## [Directions for this task]
Where a picture shows up in the listing below, omit it and output the rest exactly.

########

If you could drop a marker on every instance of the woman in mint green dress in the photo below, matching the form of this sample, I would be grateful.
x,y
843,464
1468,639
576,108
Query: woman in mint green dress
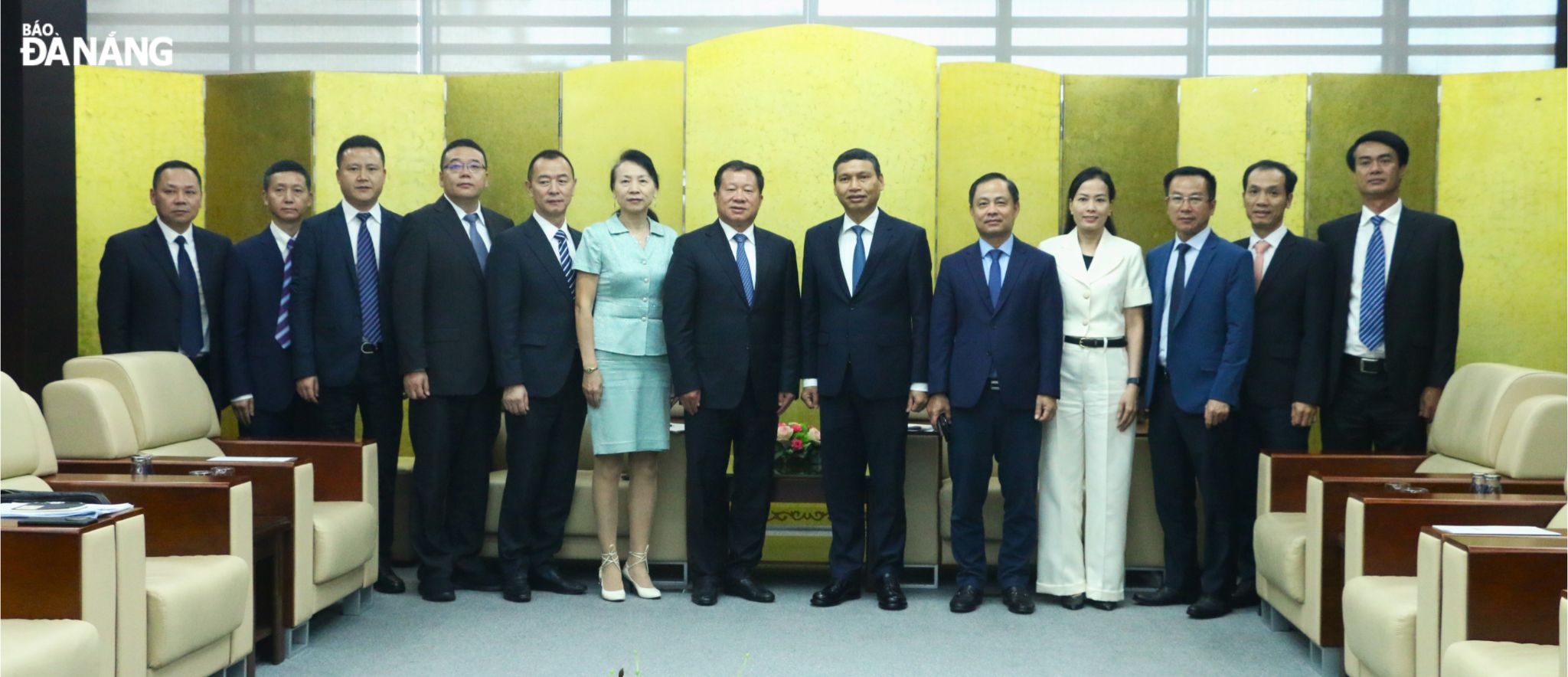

########

## [Finished task]
If you could drop a marker on every instance of the woman in mint green dress in the photo below, matching the form of this sample, I would be grateful.
x,y
843,464
1468,639
576,108
Query: woman in mint green dress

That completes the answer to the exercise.